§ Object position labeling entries

## begin

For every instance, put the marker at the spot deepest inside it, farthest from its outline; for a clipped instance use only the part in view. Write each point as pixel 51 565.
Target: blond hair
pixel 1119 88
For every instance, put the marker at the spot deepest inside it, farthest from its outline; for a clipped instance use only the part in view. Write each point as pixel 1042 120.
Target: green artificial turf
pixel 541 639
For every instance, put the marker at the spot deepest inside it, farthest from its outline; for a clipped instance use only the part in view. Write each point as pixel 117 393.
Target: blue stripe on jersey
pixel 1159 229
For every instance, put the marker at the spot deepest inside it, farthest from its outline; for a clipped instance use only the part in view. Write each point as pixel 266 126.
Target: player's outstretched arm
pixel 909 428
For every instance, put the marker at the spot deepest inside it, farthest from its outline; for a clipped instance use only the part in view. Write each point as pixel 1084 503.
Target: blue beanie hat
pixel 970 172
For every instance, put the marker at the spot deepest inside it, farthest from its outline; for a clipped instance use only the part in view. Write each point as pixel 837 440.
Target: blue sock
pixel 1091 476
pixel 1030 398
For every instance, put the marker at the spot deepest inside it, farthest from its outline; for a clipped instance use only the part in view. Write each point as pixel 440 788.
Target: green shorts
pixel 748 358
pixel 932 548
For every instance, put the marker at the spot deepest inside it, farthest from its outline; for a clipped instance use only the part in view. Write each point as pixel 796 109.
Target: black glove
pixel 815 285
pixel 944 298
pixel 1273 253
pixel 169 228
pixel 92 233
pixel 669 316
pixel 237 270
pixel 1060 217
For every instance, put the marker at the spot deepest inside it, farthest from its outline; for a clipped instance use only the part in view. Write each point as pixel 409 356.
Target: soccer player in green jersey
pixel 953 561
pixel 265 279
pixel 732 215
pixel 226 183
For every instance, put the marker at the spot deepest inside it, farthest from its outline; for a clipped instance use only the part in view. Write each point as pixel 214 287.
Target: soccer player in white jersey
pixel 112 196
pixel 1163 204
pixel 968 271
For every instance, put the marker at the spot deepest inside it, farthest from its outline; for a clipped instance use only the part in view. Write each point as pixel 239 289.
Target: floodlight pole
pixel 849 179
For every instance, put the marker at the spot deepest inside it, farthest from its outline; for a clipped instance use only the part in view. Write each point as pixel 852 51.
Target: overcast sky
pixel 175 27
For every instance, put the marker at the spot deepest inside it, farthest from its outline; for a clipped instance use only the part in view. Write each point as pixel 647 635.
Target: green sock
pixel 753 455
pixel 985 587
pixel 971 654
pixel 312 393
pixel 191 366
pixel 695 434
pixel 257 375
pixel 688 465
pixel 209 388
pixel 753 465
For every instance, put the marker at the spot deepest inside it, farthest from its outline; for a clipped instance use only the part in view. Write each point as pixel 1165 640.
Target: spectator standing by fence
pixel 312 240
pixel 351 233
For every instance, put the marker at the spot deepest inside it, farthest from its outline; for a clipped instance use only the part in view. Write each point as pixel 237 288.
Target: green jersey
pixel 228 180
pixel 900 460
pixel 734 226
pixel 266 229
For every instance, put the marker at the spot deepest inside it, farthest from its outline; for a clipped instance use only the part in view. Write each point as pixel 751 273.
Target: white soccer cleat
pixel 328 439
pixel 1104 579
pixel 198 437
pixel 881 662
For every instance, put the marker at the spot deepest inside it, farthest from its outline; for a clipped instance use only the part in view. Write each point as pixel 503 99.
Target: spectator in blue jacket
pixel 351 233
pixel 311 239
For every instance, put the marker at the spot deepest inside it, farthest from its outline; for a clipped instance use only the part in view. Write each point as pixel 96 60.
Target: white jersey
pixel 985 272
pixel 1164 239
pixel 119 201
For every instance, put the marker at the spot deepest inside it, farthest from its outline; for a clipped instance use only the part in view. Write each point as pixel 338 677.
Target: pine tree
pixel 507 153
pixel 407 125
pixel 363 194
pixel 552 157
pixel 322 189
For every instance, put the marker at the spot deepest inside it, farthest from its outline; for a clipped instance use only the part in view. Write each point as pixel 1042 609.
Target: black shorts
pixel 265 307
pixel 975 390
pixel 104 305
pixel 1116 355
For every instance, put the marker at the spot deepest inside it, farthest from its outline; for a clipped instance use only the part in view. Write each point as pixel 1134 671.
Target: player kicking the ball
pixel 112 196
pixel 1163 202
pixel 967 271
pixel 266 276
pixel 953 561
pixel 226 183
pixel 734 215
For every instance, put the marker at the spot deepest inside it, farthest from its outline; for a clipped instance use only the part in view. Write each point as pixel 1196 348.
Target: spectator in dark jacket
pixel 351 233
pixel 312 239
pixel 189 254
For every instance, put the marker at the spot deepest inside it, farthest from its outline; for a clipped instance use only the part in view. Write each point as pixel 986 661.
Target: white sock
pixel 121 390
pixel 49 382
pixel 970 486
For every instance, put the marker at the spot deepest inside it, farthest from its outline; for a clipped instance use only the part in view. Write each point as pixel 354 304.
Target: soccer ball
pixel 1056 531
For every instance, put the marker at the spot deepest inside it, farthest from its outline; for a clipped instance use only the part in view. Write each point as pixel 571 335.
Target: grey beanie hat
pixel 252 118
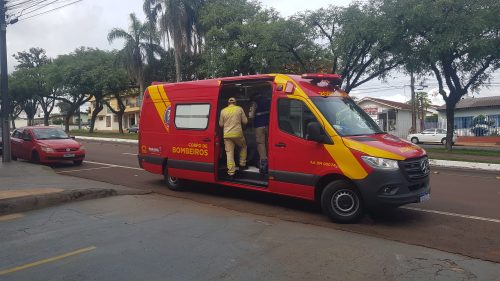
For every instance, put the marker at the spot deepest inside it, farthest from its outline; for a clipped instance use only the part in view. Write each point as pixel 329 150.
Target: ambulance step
pixel 252 182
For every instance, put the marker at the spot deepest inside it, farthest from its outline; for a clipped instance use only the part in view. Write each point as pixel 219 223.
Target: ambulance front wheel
pixel 173 183
pixel 341 202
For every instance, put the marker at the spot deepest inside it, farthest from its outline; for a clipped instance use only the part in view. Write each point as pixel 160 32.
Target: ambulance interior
pixel 243 92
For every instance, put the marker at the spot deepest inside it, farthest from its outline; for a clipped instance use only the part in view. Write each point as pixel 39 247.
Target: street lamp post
pixel 6 154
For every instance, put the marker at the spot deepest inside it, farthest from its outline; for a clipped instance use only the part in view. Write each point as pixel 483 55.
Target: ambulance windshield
pixel 346 117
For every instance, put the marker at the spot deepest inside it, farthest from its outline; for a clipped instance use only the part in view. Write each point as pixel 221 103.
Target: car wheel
pixel 173 183
pixel 341 202
pixel 35 157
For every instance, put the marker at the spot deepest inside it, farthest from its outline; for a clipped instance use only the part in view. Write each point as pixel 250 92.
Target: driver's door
pixel 427 135
pixel 293 160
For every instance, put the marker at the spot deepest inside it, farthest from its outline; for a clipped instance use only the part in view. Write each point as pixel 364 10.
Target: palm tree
pixel 179 21
pixel 137 44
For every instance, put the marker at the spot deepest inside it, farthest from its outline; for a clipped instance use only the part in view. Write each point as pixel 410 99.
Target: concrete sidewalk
pixel 25 186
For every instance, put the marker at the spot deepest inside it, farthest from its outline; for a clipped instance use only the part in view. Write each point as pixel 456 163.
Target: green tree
pixel 23 89
pixel 358 39
pixel 180 23
pixel 35 59
pixel 457 41
pixel 136 48
pixel 243 38
pixel 77 75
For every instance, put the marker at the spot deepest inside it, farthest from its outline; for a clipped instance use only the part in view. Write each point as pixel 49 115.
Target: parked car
pixel 431 136
pixel 133 129
pixel 45 145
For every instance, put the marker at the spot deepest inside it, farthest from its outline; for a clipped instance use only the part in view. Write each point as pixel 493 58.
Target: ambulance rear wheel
pixel 173 183
pixel 341 202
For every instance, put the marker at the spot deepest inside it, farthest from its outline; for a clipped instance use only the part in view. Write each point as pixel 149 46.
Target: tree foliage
pixel 457 41
pixel 358 40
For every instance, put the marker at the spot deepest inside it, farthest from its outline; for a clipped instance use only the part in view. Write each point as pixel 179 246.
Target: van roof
pixel 307 84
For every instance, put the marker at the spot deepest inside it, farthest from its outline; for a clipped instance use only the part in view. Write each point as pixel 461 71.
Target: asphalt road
pixel 154 237
pixel 463 215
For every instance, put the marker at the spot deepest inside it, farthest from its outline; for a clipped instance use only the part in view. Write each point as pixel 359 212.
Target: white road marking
pixel 89 169
pixel 452 214
pixel 113 165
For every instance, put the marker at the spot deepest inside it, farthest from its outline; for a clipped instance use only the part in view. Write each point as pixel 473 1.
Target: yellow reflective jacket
pixel 231 119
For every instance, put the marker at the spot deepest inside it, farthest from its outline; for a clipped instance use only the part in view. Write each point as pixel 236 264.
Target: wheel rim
pixel 345 202
pixel 173 180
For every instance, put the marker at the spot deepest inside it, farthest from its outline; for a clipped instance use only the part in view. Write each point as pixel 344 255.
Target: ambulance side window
pixel 293 117
pixel 192 116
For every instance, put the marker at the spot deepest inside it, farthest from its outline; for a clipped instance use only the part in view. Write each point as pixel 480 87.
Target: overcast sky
pixel 88 22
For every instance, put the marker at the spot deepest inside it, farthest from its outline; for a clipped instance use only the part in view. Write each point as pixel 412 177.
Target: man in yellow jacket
pixel 231 119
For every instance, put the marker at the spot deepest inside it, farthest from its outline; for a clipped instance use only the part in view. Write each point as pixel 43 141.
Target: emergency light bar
pixel 334 79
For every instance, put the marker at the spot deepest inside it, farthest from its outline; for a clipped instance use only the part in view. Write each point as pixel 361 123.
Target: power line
pixel 51 10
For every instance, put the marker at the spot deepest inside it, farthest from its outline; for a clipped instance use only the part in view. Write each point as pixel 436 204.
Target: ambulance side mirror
pixel 317 134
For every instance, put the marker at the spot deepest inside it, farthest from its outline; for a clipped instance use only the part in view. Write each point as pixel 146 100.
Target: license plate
pixel 425 197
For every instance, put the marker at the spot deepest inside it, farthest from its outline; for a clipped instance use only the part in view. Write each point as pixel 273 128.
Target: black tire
pixel 35 158
pixel 341 202
pixel 172 183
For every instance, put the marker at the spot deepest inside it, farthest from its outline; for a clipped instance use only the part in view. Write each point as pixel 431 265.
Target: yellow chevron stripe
pixel 160 100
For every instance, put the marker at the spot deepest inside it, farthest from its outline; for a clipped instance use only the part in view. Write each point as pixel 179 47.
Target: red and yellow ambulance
pixel 321 145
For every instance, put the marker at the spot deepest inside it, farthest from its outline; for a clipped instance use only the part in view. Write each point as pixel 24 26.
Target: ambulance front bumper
pixel 394 188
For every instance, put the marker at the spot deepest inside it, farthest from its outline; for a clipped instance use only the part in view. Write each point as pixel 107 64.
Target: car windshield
pixel 49 134
pixel 346 117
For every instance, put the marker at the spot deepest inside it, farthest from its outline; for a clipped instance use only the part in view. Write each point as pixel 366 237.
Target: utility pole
pixel 6 155
pixel 413 104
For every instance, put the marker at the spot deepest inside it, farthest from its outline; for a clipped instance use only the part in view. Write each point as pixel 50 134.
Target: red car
pixel 45 145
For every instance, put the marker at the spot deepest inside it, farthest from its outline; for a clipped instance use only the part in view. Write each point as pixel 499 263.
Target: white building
pixel 467 109
pixel 393 117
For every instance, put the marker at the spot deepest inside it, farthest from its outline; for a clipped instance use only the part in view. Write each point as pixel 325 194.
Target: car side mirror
pixel 316 133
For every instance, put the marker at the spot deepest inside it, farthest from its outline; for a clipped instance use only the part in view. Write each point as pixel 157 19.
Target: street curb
pixel 32 202
pixel 466 165
pixel 433 162
pixel 107 139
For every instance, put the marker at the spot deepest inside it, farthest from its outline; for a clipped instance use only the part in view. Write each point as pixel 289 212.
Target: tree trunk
pixel 177 57
pixel 94 116
pixel 46 116
pixel 120 121
pixel 450 125
pixel 66 122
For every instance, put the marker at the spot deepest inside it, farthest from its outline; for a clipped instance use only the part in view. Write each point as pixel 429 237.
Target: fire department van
pixel 321 146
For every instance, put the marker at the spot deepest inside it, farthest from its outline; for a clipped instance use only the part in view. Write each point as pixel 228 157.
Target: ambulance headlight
pixel 381 163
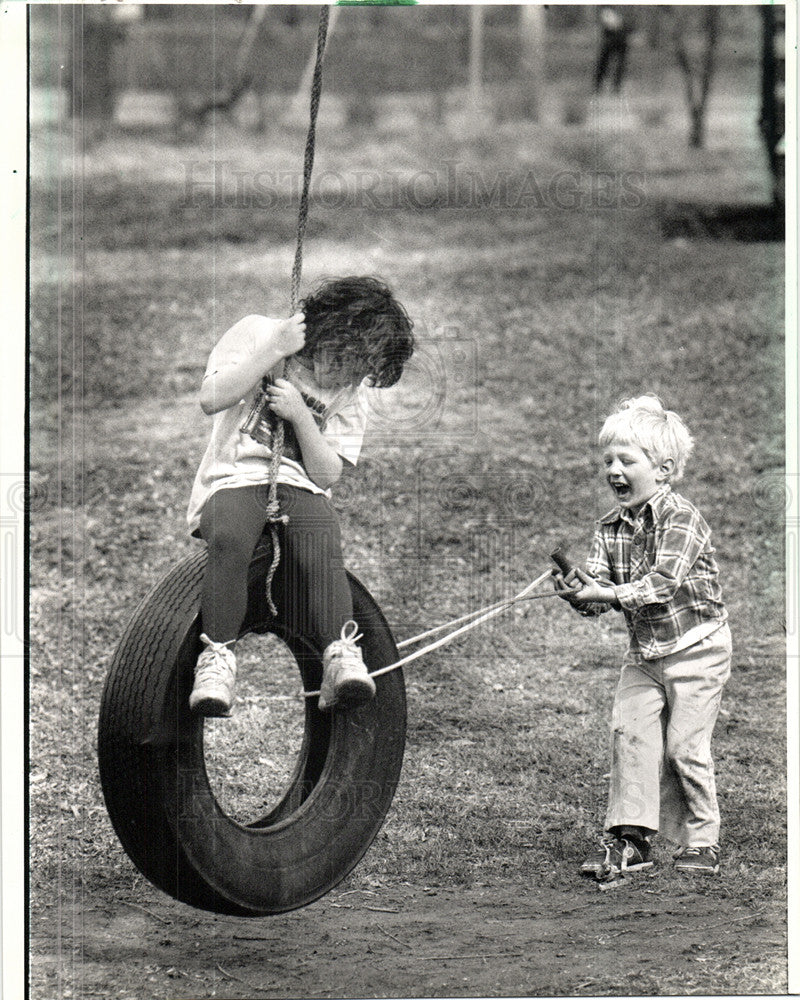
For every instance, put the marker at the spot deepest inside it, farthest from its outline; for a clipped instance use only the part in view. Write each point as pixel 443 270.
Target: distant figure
pixel 615 27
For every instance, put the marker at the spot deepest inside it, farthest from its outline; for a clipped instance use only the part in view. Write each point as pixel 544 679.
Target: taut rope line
pixel 479 617
pixel 261 424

## end

§ SET TASK
Reproduce exactly and only the lines from the line that contains "pixel 429 237." to the end of the data above, both ends included. No pictures go in the copy.

§ CORRECT OUTPUT
For every instance, put the marker at the spot deepest inside it, farthest from its outline; for a clipped instance use only the part in view. Write each point as pixel 429 237.
Target: fire department van
pixel 321 146
For every instance, put the marker at the spot deepest inside it, farthest from its outline; for a clipped instance use only the part in view. Write each point as pixel 228 157.
Target: ambulance headlight
pixel 381 163
For every instance, put the marker at the spot deepest inside it, farthest from its outline; for a clipped instance use only the part in view. Write each point as pixel 443 270.
Target: distant figure
pixel 615 27
For every instance, put the marker at the spot deepest inside it, farthest from its outline; for a clipped instance use only the part in view. Write each point as pixel 544 679.
Target: taut rope line
pixel 479 617
pixel 261 424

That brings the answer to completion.